▶ _DIRECTIONS_
Copy the listing below word for word, every line from start to finish, and leave the picture out of your copy.

▶ _THE RECORDS_
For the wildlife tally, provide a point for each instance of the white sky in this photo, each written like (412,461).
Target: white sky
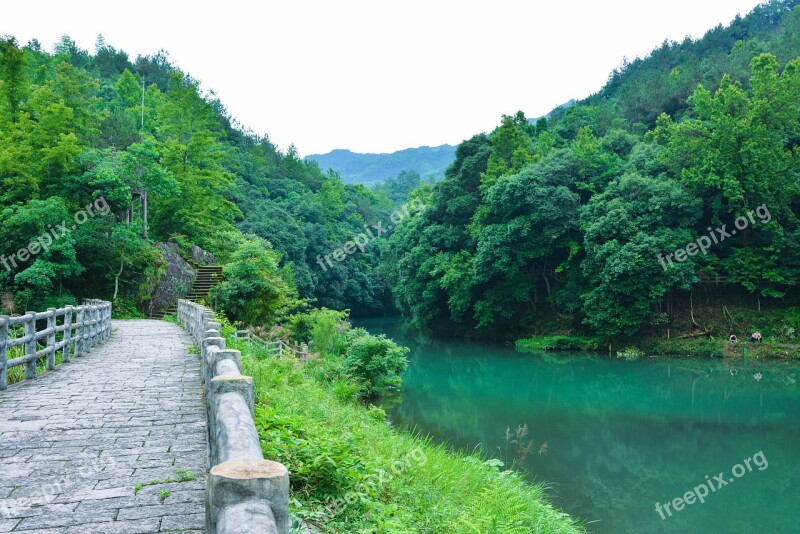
(379,76)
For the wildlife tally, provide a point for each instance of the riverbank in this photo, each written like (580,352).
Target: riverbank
(352,472)
(691,347)
(703,333)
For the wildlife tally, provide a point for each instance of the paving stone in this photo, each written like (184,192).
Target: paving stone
(75,442)
(183,522)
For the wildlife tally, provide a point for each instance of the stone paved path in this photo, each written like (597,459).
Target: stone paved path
(75,442)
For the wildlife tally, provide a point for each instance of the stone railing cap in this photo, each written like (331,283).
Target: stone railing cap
(249,469)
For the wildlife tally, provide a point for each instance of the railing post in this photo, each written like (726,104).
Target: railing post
(51,339)
(80,317)
(30,345)
(106,321)
(66,338)
(3,352)
(93,328)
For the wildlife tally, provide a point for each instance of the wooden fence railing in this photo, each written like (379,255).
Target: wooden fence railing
(73,330)
(275,348)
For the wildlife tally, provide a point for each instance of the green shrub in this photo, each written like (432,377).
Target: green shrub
(374,361)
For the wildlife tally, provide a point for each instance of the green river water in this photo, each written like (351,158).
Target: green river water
(620,436)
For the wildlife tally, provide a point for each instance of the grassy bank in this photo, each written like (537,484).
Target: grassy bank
(780,328)
(692,347)
(352,472)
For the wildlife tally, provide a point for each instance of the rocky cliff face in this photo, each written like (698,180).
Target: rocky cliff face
(176,281)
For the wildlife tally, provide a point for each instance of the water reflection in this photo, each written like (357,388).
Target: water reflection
(620,436)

▶ _SOLUTION_
For the wildlife tally, provide a point for each instance of the white sky in this photo, each written like (412,461).
Target: white sky
(379,76)
For the wildlife tally, provide a point for each instance of the riverbank in this photo, each written like (580,352).
Target: riverbank
(352,472)
(691,347)
(703,333)
For the wildlife tally, provide a point for each instance of the paving stone in this photo, each written like (184,192).
Target: paving stone
(75,442)
(183,522)
For the wildlife tally, provide a point for each instance of the stone paved path in this photo, each written like (597,459).
Target: stone paved path
(75,442)
For the wildlife tally, provide a point for each instance of the stone railing cap in this photo, each written like (331,283).
Target: stone railing cap
(249,469)
For the wildlife tally, provide a point for each instance of the railing post in this photo, each written like (726,104).
Target: railing post
(51,339)
(80,317)
(30,345)
(106,321)
(66,338)
(3,352)
(93,328)
For the wildlife tally, provide a point for each instance of the wooden fence railing in this photo, each written like (379,255).
Target: wooden fence railing
(73,330)
(275,348)
For the wildlife tally, provide a point for each instance of the green shrub in this photo, each written like (432,377).
Target: green shrub
(374,361)
For the wildlife tally, provide a point for each instance of the green river water in this photo, each written like (351,158).
Target: green river water
(620,436)
For the wildlife tally, provide a point for each instance of the grassy bank in this photo, each written like (537,484).
Target: grassy bank
(780,328)
(692,347)
(352,472)
For the wildlife tally, provide a point for each instance of the rocky cliff face in this photo, each written like (698,180).
Target: rocky cliff face
(176,281)
For the wildlife tally, provide a point for each instance of the water reflection in this photo, each written like (357,388).
Target: water reflection
(620,436)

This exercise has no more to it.